* _課題_
天才と遺伝子に関する文章のうち、「従来の研究では、「卓越した知」から「わかりました」と語っている。」までを、「わかりました」と語っている。」も含めて一字も変えずに書き出せ。

* _確認用本文_

----------------

レオナルド・ダ・ヴィンチやアインシュタイン......。天才たちの知性はどうやって生まれるのか。環境か遺伝か。やはり生まれつきの「天才になる遺伝子」があるのだろうか。この謎を解き明かす研究を、英ロンドン大学キングス・カレッジのチームがまとめて、2015年12月、英の精神医学会誌に発表した。
従来の研究では、「卓越した知性」と「通常の知性」の間では脳の大きさなどには変わりがないことがわかっている。そこで、研究チームは、ゲノム(染色体のDNAの全遺伝情報)の中に天才特有の遺伝子があるのか、ないのかを突きとめるために、「IQ170以上」の1409人のゲノムと、「普通のIQ」の3253人のゲノムとを比較した。「IQ170以上」は全人口の0.03%、1万人に3人という限られた頭脳の人たちだ。ノーベル賞受賞者の平均IQは「145」といわれる。
その結果わかったのは、「天才の遺伝子」は存在しないということだ。高度な知性をもつ人々と、普通の人々との間のあらゆる遺伝情報の差を調べたが、すべて個人差の範囲内で、特別に共通な遺伝子は見つからなかったという。
研究チームのティモシー・スペクター博士は「これまで不幸なことに、知性については生まれつきの遺伝が影響して、運命はさけられないと考えられてきましたが、環境が大事であることがわかりました」と語っている。

----------------

* _元データ_
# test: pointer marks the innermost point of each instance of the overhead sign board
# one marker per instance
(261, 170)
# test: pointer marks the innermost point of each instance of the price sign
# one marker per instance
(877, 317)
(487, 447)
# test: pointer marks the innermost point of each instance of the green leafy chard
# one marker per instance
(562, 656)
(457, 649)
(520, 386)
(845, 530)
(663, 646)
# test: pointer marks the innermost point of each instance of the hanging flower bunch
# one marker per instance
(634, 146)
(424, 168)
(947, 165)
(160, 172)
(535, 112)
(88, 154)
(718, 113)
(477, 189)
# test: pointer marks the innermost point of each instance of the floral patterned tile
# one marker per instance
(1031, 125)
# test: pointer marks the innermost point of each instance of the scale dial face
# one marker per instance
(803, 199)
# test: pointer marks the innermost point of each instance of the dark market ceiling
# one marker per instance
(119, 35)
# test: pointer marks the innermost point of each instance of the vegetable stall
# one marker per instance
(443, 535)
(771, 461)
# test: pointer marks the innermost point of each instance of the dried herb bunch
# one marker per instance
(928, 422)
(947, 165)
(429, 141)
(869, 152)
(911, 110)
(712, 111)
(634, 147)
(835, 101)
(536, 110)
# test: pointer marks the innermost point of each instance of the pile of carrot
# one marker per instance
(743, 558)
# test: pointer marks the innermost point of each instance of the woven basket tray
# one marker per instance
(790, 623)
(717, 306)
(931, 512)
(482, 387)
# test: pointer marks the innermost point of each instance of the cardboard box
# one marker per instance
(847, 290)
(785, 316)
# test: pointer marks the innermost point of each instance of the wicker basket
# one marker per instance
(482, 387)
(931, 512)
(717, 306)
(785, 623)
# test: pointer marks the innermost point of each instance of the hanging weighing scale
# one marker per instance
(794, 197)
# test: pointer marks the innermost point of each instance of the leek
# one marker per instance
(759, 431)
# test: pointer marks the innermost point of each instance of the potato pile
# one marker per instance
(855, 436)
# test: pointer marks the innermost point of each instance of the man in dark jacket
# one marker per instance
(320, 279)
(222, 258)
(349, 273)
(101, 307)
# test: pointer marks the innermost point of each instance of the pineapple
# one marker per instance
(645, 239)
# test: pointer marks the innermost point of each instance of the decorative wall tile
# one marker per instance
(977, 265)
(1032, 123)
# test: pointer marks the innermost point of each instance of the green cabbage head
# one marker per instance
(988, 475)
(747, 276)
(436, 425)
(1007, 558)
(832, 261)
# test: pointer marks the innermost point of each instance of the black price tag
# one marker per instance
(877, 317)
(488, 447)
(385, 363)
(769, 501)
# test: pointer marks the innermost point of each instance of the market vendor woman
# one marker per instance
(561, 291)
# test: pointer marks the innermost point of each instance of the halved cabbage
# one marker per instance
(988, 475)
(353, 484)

----------------

* _回答_
従来の研究では、「卓越した知性」と「通常の知性」の間では脳の大きさなどには変わりがないことがわかっている。そこで、研究チームは、ゲノム(染色体のDNAの全遺伝情報)の中に天才特有の遺伝子があるのか、ないのかを突きとめるために、「IQ170以上」の1409人のゲノムと、「普通のIQ」の3253人のゲノムとを比較した。「IQ170以上」は全人口の0.03%、1万人に3人という限られた頭脳の人たちだ。ノーベル賞受賞者の平均IQは「145」といわれる。
その結果わかったのは、「天才の遺伝子」は存在しないということだ。高度な知性をもつ人々と、普通の人々との間のあらゆる遺伝情報の差を調べたが、すべて個人差の範囲内で、特別に共通な遺伝子は見つからなかったという。
研究チームのティモシー・スペクター博士は「これまで不幸なことに、知性については生まれつきの遺伝が影響して、運命はさけられないと考えられてきましたが、環境が大事であることがわかりました」と語っている。